==== 抜粋 ====

私は以前から全車EVシフトをしたら電力供給に支障を来足すことにならないかあるいは発電によるCO2がどのくらい低減されるのかに関心を持ってきた。EVはいまのところ充電時間が長いらしい。現在は、高速充電設備でも20~30分、通常の家庭設備ではフル充電に5~8時間かかるということらしい。将来は高速充電設備で10分くらいでフル充電できるようにする研究が進んでいるとのことであるが、EVは現状まだ家庭で夜間充電するのが基本のようである。
そこで、まずどのくらいの電力供給が必要になるかの試算をネットで調べてみた。
1: 欧州環境機関の報告を基礎にした試算
欧州環境機関(EEA)の報告では、欧州の自動車の80%がEVになると150ギガワット(GW)の発電能力が必要になる。EUの人口は約7.4億人で日本の6倍なので単純に人口比でみれば、日本では25GW=2500万キロワット(KW)が充電のために必要な発電量ということになる。(100万KWの原発25基分相当、しかし日本の平均的な原発の稼働率は50%ということなので、日本の自動車の80%をEVに転換するには50基の原発が必要という計算になる。)
2: 日本の学者の研究と言われている試算
ある時期の例で日本の乗用車は約7000万台、台当たり走行距離は約8700km。EVの電力効率6km/kWhとすると、EVの消費エネルギー(年間消費電力)は約87GWhで日本の年間消費電力の約10%になるということである。
充電のために必要な発電量(EEA方式)では、25GW(2500万KW)の発電能力(発電設備)が必要ということになるのだが、年間消費電力(日本の学者方式)では、年間消費電力がいまより約10%増えるだけでそんなに発電設備の増強は必要ないということになるようである。しかし発電能力で見るか消費電力で見るかという異なった前提での見解のどちらが妥当か私には理解しにくい。私としては発電設備をどのくらい増強する必要があるかの方が納得しやすい。

==== 記録一覧 ====

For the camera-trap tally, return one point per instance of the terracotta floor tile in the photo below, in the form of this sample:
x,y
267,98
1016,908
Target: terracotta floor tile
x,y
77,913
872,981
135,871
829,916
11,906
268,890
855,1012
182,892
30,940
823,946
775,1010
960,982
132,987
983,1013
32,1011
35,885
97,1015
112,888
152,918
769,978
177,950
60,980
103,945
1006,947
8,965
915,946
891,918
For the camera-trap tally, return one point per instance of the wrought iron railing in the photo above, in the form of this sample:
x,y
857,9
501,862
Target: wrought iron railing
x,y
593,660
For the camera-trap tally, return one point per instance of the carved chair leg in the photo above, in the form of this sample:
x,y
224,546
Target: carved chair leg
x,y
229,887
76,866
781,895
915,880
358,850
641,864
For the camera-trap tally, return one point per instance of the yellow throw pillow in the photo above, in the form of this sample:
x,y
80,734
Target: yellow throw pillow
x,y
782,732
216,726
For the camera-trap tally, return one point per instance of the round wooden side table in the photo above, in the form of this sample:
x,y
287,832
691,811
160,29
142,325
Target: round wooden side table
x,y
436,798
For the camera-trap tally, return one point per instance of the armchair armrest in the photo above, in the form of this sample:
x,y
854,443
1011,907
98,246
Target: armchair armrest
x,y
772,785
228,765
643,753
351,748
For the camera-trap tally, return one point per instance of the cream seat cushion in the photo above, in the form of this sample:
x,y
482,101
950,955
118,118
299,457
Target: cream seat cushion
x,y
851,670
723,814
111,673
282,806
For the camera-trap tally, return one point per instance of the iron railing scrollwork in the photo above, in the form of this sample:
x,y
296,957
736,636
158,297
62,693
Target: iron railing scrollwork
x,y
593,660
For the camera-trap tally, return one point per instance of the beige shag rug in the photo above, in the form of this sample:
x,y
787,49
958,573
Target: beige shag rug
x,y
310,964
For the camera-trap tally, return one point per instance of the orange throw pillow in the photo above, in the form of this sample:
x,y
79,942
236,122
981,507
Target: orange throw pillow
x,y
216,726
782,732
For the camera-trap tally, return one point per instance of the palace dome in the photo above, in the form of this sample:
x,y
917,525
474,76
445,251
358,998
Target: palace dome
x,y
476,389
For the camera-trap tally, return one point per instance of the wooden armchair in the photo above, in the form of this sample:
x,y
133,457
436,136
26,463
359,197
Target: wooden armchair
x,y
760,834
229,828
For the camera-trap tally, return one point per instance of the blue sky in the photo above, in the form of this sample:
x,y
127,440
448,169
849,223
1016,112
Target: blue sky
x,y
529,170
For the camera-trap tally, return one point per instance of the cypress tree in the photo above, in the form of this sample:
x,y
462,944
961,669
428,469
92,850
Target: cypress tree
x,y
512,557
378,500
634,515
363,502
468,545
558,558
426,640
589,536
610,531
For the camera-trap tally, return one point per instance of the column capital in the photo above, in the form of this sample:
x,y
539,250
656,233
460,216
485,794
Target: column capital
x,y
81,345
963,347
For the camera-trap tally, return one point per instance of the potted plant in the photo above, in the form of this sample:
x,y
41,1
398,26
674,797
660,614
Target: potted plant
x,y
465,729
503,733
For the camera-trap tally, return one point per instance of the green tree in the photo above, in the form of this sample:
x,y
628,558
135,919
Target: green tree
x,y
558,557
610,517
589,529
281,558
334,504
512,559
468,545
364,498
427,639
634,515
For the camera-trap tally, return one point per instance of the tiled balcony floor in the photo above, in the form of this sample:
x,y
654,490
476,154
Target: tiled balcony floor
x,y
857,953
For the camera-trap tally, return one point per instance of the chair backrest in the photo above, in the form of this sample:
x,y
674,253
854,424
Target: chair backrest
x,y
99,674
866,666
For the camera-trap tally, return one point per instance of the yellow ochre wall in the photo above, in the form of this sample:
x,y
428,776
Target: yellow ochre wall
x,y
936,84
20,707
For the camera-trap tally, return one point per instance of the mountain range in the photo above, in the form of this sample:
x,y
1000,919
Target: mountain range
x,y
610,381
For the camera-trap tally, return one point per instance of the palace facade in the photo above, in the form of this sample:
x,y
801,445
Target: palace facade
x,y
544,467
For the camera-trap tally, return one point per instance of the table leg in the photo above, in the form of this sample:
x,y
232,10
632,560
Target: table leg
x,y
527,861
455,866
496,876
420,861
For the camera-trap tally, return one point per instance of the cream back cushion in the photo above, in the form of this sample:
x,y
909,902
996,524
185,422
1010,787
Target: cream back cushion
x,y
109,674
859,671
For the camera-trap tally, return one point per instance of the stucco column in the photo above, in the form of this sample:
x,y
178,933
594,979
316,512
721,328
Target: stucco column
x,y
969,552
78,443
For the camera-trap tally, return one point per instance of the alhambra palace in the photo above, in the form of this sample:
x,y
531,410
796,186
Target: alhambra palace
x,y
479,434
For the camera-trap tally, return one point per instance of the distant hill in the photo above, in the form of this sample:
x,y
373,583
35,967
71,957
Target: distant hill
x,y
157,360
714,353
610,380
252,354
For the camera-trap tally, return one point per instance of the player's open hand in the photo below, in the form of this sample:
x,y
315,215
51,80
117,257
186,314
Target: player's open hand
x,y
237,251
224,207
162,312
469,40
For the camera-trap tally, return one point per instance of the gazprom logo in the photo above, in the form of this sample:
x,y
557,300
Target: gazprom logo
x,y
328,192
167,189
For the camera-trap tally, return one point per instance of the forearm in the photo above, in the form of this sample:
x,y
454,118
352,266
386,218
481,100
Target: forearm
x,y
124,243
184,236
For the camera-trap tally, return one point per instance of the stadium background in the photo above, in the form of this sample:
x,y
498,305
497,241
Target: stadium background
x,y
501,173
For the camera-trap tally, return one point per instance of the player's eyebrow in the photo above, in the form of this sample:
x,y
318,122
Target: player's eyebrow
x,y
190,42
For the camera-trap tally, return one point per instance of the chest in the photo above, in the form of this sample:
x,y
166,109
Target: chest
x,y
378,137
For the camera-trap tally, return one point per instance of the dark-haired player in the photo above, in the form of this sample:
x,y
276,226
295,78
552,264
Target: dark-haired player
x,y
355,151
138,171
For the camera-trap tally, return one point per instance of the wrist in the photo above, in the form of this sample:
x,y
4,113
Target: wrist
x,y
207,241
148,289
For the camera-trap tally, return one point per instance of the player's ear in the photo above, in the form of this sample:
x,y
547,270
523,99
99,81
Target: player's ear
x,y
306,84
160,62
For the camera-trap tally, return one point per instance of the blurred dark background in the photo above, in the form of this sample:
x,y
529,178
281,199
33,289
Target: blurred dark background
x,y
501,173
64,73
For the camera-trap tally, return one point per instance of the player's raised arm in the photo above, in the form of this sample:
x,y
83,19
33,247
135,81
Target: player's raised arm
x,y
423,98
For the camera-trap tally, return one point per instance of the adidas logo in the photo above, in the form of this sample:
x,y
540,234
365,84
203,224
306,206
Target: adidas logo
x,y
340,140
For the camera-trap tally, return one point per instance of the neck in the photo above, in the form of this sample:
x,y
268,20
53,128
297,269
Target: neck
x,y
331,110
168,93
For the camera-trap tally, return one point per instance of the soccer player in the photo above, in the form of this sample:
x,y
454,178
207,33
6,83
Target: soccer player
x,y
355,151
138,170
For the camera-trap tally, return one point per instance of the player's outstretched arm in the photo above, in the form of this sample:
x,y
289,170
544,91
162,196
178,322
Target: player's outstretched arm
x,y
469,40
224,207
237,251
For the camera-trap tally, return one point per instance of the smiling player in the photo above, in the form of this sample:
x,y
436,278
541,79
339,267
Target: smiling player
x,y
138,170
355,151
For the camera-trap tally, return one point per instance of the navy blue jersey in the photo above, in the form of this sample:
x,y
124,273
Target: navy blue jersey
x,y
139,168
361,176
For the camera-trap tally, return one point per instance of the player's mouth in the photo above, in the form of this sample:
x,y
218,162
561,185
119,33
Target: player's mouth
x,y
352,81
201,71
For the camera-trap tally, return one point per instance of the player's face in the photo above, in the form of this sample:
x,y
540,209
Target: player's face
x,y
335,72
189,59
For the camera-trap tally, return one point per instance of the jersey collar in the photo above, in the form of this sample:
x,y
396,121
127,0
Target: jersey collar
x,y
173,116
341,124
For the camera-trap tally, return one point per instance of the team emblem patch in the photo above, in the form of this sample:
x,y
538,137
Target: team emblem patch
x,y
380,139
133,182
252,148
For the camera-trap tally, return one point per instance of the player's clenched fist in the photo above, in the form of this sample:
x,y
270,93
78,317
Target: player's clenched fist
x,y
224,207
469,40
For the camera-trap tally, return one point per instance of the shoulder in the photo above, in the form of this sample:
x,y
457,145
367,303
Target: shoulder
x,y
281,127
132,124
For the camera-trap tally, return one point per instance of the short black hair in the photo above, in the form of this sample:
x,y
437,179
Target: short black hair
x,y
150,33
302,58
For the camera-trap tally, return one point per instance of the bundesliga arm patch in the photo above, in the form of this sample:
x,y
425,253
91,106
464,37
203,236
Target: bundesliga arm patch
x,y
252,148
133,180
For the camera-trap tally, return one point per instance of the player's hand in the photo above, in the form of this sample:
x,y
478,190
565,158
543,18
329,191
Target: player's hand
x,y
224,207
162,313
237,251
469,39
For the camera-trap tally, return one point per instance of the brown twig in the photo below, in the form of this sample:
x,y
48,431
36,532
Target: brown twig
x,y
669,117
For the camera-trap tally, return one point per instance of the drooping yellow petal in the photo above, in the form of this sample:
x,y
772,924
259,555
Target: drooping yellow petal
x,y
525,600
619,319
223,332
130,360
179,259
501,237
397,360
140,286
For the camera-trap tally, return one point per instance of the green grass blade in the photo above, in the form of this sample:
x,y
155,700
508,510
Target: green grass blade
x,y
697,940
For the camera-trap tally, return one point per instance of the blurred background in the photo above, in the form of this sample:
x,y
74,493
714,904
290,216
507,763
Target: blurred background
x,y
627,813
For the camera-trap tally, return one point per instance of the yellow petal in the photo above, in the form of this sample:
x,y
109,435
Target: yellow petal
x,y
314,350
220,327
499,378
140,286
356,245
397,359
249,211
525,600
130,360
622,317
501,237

====

- [演習課題]:
抜粋に書かれている事実に基づいて、次の問いに答えてください。
(a) 通常の家庭設備では、EVのフル充電にどのくらいの時間がかかるとされていますか。
(b) 欧州環境機関の報告では、欧州の自動車の80%がEVになると、どれだけの発電能力が必要になるとされていますか。
(c) 日本の学者の研究と言われている試算では、EVの年間消費電力は日本の年間消費電力の約何%になるとされていますか。
ここに並ぶ記録は、抜粋とは別の出典から取られています。

- [最終解答]:
(a) 通常の家庭設備では、フル充電に5~8時間かかるとされています。
(b) 150ギガワット(GW)の発電能力が必要になるとされています。
(c) 日本の年間消費電力の約10%になるとされています。